>> Start SUPPLIED DATA
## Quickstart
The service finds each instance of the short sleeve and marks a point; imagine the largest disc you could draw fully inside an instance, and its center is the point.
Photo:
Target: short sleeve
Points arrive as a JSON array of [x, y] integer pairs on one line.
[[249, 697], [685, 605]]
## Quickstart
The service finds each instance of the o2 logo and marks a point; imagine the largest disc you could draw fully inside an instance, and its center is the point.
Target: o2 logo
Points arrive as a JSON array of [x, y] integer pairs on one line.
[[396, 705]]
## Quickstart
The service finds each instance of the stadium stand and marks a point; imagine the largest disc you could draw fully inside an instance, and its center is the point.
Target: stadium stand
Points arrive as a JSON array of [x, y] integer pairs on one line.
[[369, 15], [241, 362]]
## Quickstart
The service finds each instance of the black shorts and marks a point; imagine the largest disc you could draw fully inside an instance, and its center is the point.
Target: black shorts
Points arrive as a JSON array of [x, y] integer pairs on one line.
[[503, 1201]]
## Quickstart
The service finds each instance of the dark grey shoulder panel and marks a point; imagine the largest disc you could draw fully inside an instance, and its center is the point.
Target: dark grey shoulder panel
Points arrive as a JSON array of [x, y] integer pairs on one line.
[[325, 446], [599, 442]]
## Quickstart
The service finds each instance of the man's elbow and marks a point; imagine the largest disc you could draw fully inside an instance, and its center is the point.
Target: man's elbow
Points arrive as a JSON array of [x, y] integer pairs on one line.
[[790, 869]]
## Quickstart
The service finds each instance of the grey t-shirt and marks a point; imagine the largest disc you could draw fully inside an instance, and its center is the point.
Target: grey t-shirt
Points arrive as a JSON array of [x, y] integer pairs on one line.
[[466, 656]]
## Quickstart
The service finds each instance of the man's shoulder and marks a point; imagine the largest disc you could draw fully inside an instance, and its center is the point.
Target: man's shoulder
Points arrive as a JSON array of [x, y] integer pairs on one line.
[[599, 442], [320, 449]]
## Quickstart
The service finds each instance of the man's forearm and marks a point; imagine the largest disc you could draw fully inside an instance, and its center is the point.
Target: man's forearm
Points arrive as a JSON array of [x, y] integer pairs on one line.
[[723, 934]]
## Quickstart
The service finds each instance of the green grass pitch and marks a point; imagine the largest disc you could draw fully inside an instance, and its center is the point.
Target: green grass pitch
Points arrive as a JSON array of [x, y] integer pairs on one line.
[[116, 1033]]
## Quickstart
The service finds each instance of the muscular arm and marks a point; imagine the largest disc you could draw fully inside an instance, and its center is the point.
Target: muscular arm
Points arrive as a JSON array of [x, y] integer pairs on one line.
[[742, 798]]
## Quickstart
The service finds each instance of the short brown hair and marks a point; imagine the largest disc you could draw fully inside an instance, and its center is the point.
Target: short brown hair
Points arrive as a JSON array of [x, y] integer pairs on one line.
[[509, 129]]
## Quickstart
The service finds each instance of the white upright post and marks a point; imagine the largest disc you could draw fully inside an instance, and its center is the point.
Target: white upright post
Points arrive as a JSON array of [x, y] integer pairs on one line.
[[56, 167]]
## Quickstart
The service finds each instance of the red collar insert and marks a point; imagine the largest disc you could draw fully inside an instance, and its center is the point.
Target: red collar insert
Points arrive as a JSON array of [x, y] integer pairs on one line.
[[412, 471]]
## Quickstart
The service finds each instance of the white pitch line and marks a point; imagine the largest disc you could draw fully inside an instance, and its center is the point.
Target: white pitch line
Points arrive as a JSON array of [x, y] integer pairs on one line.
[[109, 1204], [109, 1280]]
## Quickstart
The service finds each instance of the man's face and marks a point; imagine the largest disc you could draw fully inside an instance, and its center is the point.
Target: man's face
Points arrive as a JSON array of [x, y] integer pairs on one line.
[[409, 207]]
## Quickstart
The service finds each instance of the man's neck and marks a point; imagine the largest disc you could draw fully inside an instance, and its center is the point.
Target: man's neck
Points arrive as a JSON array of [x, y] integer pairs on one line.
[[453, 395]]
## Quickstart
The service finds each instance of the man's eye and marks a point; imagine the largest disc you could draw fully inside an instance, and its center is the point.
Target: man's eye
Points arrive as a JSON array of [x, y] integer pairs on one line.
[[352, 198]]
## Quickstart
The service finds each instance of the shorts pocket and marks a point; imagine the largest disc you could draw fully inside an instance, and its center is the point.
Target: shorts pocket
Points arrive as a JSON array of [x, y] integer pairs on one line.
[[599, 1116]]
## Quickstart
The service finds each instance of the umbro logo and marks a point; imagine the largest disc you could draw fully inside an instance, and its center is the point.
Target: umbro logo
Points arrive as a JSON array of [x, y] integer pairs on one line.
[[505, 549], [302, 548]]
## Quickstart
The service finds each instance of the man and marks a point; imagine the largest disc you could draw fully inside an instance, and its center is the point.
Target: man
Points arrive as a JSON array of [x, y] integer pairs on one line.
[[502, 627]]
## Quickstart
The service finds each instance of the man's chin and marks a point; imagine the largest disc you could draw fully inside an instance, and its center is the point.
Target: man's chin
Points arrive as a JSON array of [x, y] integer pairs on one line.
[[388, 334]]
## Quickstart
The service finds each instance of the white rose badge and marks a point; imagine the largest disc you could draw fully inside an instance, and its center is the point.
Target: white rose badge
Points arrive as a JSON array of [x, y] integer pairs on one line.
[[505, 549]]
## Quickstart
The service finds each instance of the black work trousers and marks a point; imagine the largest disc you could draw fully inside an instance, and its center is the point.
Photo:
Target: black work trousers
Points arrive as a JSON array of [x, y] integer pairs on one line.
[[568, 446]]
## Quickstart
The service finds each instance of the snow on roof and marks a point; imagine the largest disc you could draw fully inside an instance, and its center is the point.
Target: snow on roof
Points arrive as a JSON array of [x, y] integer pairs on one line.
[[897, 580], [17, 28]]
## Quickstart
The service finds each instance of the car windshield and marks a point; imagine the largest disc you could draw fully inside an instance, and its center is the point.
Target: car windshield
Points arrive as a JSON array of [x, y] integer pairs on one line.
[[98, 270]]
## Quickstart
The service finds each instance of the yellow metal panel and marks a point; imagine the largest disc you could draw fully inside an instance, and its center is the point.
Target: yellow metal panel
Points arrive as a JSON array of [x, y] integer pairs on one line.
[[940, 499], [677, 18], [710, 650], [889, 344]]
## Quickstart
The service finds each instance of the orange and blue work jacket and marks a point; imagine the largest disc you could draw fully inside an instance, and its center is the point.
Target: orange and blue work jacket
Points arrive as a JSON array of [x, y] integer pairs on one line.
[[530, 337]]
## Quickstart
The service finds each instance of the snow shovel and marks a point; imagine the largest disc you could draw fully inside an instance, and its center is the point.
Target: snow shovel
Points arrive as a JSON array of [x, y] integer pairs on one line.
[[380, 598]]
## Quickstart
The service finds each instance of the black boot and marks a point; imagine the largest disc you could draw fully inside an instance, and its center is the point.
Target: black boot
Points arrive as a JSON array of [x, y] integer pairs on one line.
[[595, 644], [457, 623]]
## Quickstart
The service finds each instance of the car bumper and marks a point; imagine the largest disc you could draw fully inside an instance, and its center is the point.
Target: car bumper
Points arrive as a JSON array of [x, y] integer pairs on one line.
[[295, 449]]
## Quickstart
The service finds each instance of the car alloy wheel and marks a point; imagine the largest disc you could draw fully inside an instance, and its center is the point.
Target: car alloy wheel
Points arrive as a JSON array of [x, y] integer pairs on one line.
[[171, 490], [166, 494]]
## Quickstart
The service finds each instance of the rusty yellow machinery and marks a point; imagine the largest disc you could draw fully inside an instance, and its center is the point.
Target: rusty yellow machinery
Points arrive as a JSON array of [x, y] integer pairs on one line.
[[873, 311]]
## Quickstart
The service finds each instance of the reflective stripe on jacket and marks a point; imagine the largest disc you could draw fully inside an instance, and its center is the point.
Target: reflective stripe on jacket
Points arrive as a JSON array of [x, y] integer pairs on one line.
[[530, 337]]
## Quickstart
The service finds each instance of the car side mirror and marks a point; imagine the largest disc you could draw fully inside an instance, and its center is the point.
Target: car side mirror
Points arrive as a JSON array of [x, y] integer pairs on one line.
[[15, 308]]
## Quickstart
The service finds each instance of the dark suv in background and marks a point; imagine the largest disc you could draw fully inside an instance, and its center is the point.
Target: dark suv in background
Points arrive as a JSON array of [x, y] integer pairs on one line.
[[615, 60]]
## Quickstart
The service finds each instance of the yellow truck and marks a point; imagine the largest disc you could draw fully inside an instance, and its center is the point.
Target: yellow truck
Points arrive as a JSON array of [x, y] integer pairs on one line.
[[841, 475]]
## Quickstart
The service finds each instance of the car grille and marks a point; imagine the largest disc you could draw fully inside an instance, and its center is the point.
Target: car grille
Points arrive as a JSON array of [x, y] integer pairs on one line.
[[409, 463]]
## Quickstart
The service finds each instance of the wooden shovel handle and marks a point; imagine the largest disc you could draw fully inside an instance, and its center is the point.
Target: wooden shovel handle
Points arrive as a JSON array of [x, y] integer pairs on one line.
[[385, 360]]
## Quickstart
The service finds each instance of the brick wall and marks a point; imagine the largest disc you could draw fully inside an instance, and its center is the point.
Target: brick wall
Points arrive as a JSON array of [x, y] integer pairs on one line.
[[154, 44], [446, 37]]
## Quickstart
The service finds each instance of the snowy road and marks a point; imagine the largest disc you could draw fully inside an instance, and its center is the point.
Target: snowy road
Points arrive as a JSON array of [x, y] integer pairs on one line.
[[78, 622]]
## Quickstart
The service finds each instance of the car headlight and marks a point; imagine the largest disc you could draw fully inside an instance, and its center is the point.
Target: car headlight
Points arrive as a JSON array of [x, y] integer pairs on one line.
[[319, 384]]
>> End SUPPLIED DATA
STATED EXERCISE
Rewrite everything from the start of the records down to the line holding "[[396, 705]]", changing "short sleeve" to "long sleeve" and leaving the rest as it is.

FULL RESPONSE
## Quickstart
The service finds each instance of the long sleeve and marks a point; imagine the largest disc you could draw fully inside an instance, and its center is the point.
Photo:
Target: long sleeve
Points arrive as a JSON array of [x, y] integer pairs on one line.
[[249, 697], [685, 605]]
## Quickstart
The service finds each instance of the o2 logo and marks a point; imagine the largest disc you could draw fully inside an instance, and its center is the point.
Target: o2 logo
Points arrive as a JSON array of [x, y] integer pairs on one line.
[[396, 705]]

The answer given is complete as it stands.